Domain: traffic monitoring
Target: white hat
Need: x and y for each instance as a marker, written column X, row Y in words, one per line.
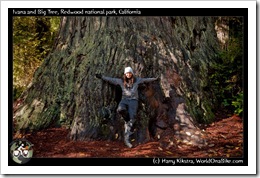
column 129, row 69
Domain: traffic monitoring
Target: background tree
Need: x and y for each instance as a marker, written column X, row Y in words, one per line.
column 33, row 38
column 180, row 50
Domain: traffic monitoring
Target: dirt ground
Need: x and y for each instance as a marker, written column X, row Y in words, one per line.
column 224, row 138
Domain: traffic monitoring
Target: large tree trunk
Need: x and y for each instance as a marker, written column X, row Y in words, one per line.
column 65, row 91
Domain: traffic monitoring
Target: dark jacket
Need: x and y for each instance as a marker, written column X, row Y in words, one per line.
column 128, row 92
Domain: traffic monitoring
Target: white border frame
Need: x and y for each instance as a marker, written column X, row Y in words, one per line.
column 250, row 169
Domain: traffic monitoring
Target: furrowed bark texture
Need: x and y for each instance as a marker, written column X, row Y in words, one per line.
column 178, row 50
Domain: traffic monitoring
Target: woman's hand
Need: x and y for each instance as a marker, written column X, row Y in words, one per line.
column 99, row 76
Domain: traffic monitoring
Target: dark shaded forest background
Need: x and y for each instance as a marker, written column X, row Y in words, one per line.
column 34, row 37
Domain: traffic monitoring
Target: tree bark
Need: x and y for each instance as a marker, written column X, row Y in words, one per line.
column 178, row 50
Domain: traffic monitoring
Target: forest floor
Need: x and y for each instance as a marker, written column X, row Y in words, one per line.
column 224, row 138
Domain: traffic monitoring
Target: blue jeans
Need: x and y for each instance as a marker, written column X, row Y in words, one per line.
column 128, row 109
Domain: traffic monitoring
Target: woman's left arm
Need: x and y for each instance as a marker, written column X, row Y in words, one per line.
column 146, row 80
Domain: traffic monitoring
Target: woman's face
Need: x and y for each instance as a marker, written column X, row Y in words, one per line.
column 128, row 75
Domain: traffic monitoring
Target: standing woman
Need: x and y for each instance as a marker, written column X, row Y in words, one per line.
column 128, row 105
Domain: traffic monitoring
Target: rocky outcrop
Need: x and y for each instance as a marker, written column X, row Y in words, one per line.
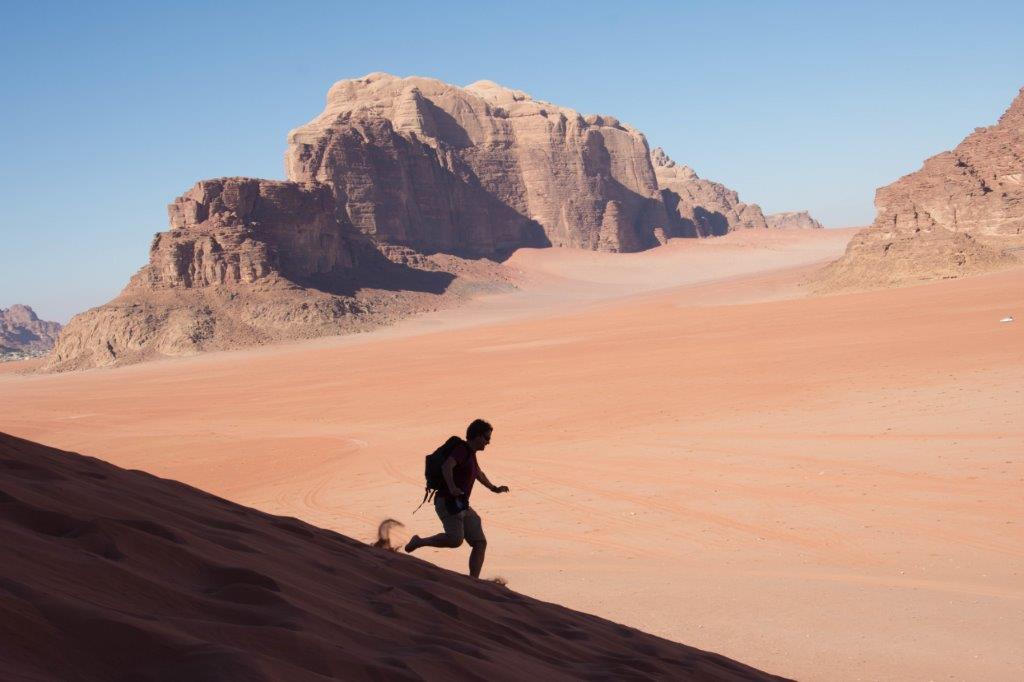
column 244, row 231
column 977, row 188
column 401, row 195
column 480, row 170
column 23, row 332
column 877, row 258
column 697, row 207
column 251, row 261
column 963, row 213
column 792, row 220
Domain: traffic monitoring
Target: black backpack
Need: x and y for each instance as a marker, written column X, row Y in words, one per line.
column 432, row 468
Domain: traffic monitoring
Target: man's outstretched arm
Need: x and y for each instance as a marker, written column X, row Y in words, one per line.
column 480, row 476
column 446, row 468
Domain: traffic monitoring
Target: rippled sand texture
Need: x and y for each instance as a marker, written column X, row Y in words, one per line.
column 824, row 487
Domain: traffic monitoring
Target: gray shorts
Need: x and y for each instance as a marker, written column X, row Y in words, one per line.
column 464, row 525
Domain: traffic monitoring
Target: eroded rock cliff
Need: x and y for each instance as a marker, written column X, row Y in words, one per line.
column 697, row 207
column 793, row 220
column 402, row 196
column 963, row 213
column 23, row 331
column 480, row 170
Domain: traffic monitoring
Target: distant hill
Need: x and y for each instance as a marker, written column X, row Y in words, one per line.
column 23, row 332
column 963, row 213
column 403, row 195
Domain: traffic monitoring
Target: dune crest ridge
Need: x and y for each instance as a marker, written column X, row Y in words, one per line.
column 129, row 576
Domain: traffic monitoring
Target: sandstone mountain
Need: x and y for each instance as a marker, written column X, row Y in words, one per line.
column 403, row 196
column 23, row 331
column 698, row 207
column 251, row 261
column 963, row 213
column 480, row 170
column 792, row 220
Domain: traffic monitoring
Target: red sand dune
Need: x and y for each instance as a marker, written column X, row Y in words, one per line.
column 110, row 573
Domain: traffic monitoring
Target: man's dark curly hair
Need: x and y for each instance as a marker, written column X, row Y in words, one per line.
column 477, row 427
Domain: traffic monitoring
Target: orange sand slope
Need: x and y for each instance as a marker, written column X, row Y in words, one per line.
column 109, row 573
column 825, row 487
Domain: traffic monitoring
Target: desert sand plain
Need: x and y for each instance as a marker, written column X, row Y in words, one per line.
column 823, row 487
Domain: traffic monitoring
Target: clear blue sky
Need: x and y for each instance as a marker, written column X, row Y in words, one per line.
column 111, row 110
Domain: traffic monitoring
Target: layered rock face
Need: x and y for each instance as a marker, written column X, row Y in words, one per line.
column 389, row 190
column 792, row 220
column 697, row 207
column 977, row 188
column 244, row 231
column 963, row 213
column 479, row 170
column 23, row 331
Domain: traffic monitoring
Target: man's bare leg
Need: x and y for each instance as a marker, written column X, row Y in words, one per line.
column 440, row 540
column 476, row 558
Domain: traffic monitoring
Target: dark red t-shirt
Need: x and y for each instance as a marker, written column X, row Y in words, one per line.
column 465, row 470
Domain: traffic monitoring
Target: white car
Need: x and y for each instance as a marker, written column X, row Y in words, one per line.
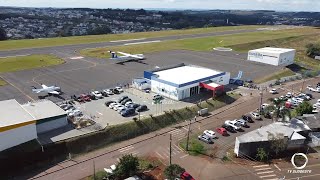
column 97, row 94
column 117, row 106
column 232, row 124
column 242, row 122
column 111, row 106
column 210, row 134
column 119, row 89
column 273, row 91
column 108, row 91
column 289, row 95
column 255, row 115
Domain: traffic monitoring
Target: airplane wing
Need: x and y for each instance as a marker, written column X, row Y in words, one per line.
column 125, row 54
column 54, row 92
column 44, row 86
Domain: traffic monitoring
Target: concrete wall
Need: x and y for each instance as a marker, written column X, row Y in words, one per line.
column 17, row 136
column 54, row 123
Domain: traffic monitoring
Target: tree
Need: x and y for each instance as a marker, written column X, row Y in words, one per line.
column 3, row 35
column 127, row 166
column 313, row 50
column 262, row 154
column 278, row 142
column 173, row 171
column 304, row 108
column 278, row 110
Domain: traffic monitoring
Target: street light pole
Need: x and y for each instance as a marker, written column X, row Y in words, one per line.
column 187, row 146
column 170, row 149
column 260, row 109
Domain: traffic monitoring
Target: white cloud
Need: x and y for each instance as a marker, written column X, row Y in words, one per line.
column 286, row 5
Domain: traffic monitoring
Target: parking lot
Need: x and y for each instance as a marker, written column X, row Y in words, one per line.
column 105, row 116
column 78, row 76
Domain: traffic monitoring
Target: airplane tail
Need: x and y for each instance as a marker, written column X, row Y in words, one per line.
column 113, row 54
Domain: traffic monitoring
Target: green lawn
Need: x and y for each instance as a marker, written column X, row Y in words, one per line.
column 47, row 42
column 202, row 44
column 18, row 63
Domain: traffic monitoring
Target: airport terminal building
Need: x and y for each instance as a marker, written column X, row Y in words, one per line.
column 272, row 56
column 182, row 81
column 22, row 123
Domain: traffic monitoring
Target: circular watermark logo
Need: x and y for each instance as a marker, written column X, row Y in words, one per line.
column 299, row 166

* * * *

**The exercise**
Edit all the entries above so that every "traffic monitoring" becomes "scene analysis", changing nothing else, and leave the pictures out of your answer.

**Result of the task**
Domain: scene analysis
Target: white hat
Need: x and y for each instance as a marker, written column X, row Y in words, one per line.
column 129, row 69
Domain: scene analysis
Target: background tree
Need: x and y for each instance as a marker, written column X, row Y in words, one per line.
column 33, row 38
column 180, row 50
Domain: scene analysis
Target: dirt ground
Need: x and y for each instance as a marker, written column X, row Y in words, one per line.
column 224, row 138
Domain: scene analysis
Target: large tree trunk
Need: x and y for each instance as a marker, written column X, row Y in words, one per line.
column 65, row 91
Domain: scene analysis
Target: dark jacket
Need: x and y for each instance as a marker, written column X, row Y in words, one per line.
column 128, row 92
Domain: scene analysis
Target: white border frame
Need: x and y for each instance as a marker, written column X, row Y in words, one per line.
column 250, row 169
Domain: scene analysis
Target: furrowed bark texture
Need: x and y for each instance as a marker, written column X, row Y in words, one per line.
column 178, row 50
Domain: scene analysis
Target: woman's hand
Need: x and y for each instance as a marker, written column X, row Y in words, one per line.
column 99, row 76
Domain: scene analysis
Target: dark shaded forest background
Need: x and y for each instance as a marker, written column X, row Y in words, one per line.
column 34, row 37
Domain: scene analysis
Target: tree bark
Need: x and y for each instance as a marker, written column X, row Y in words, one per line.
column 178, row 50
Domain: scene analysis
Target: forest floor
Need: x and y for each instance as a marker, written column X, row Y in words, one per line.
column 224, row 138
Domain: scene analysis
Target: blue jeans
Need: x and y for each instance as a marker, written column X, row Y in words, one per line.
column 128, row 109
Domain: scene analysis
Target: woman's left arm
Need: x and y for each instance as a marker, written column X, row Y in words, one per line.
column 146, row 80
Domain: scene analysis
Target: woman's face
Need: x and y for each instance as a marker, written column X, row Y in words, one per line.
column 128, row 75
Domain: scene analysis
Target: standing woman
Need: x and y for each instance as a marker, written column X, row Y in words, one per line.
column 128, row 105
Domain: scene analysis
Target: rocky outcrop
Need: x and y for each instance as a marker, written column X, row Y in words, one per line.
column 244, row 231
column 977, row 188
column 401, row 195
column 480, row 170
column 23, row 332
column 877, row 258
column 697, row 207
column 251, row 261
column 963, row 213
column 792, row 220
Domain: scene analysis
Target: black backpack
Need: x and y for each instance as a marker, written column X, row Y in words, one per line.
column 432, row 468
Domain: scene analysis
Target: man's outstretched arm
Need: x and y for each instance as a marker, written column X, row Y in words, one per line.
column 480, row 476
column 446, row 468
Domain: scene analysis
Target: rippled sand texture
Need: x and y for each instance as a marker, written column X, row Y in words, one per line.
column 824, row 487
Domain: scene analysis
Target: gray shorts
Need: x and y for each instance as a marker, written column X, row Y in words, one per line.
column 464, row 525
Domain: scene analysis
Target: eroded rock cliff
Need: x and y for each instance as a marker, written column X, row Y in words, one per line.
column 697, row 207
column 793, row 220
column 402, row 196
column 963, row 213
column 23, row 331
column 480, row 170
Domain: scene analysis
Target: distant hill
Need: x and y for each instance as a marker, written column X, row Y in words, one per line.
column 23, row 332
column 963, row 213
column 403, row 195
Domain: scene analysis
Target: dune crest ridge
Need: x and y for each instance as a marker, written column X, row Y in words, one per line.
column 129, row 576
Domain: scene analysis
Target: sandstone mountain
Need: x and y for each instance as a marker, written column X, row Y in words, one per line.
column 403, row 196
column 23, row 331
column 698, row 207
column 251, row 261
column 963, row 213
column 480, row 170
column 792, row 220
Domain: scene analysis
Target: red sand dune
Need: x and y for each instance as a marker, written column X, row Y in words, one per line.
column 110, row 573
Domain: scene analysis
Target: man's dark curly hair
Need: x and y for each instance as a marker, written column X, row Y in words, one per line.
column 477, row 427
Domain: scene analysis
Target: orange sand slope
Need: x and y for each instance as a marker, written column X, row Y in words, one per line.
column 109, row 573
column 825, row 487
Domain: scene analysis
Target: desert sand plain
Need: x and y for each instance as a marker, written column X, row Y in words, one per line.
column 823, row 487
Domain: scene analysis
Target: clear blue sky
Need: x and y for each instance as a marker, written column X, row Y in words, one per line.
column 111, row 110
Domain: scene analysis
Target: layered rock face
Need: x and y for each instance as a marker, written column X, row Y in words, one per line.
column 389, row 190
column 792, row 220
column 697, row 207
column 977, row 188
column 244, row 231
column 963, row 213
column 479, row 170
column 23, row 331
Domain: scene analysis
Target: man's bare leg
Need: x and y for each instance as a marker, written column X, row Y in words, one per line.
column 440, row 540
column 476, row 558
Domain: scene analysis
Target: dark red t-shirt
Need: x and y for each instance as a marker, written column X, row Y in words, one per line.
column 465, row 470
Domain: scene analysis
Target: white car
Need: x and y for each instance as a marker, written column X, row Y in words, one per line.
column 97, row 94
column 117, row 106
column 232, row 124
column 242, row 122
column 111, row 106
column 210, row 134
column 119, row 89
column 273, row 91
column 108, row 91
column 289, row 95
column 255, row 115
Domain: scene analysis
Target: airplane wing
Need: x and y for each instance as a marker, written column X, row Y in words, one per line.
column 125, row 54
column 54, row 92
column 44, row 86
Domain: scene analysis
Target: concrete wall
Need: x and y for each instance as a marker, written column X, row Y in words, one per line.
column 17, row 136
column 54, row 123
Domain: scene analysis
Target: tree
Need: x and y for each instance as a marker, written column X, row Y in words, one per line.
column 3, row 35
column 127, row 166
column 313, row 50
column 262, row 154
column 278, row 142
column 173, row 171
column 304, row 108
column 278, row 110
Domain: scene analysis
Target: street light pole
Need: x and y for each instance as a marker, written column X, row Y in words, one per line.
column 187, row 146
column 170, row 149
column 260, row 109
Domain: scene analysis
Target: white cloud
Need: x and y for each instance as a marker, written column X, row Y in words, one per line.
column 286, row 5
Domain: scene analysis
Target: parking lot
Need: x and y for each instance as a marker, written column X, row Y in words, one per line.
column 105, row 116
column 78, row 76
Domain: scene analysis
Target: airplane tail
Need: x and y for each instance as a marker, written column X, row Y in words, one per line.
column 113, row 54
Domain: scene analysis
Target: green lawn
Need: x and y for each instance as a marker, written column X, row Y in words, one per line.
column 47, row 42
column 202, row 44
column 18, row 63
Domain: scene analysis
Target: airport terminal building
Need: x and y for each instance as a marker, written column X, row Y in words, one per line.
column 272, row 56
column 182, row 81
column 22, row 123
Domain: scene analysis
Target: circular watermark logo
Need: x and y for each instance as a marker, written column X, row Y in words, one per line.
column 299, row 166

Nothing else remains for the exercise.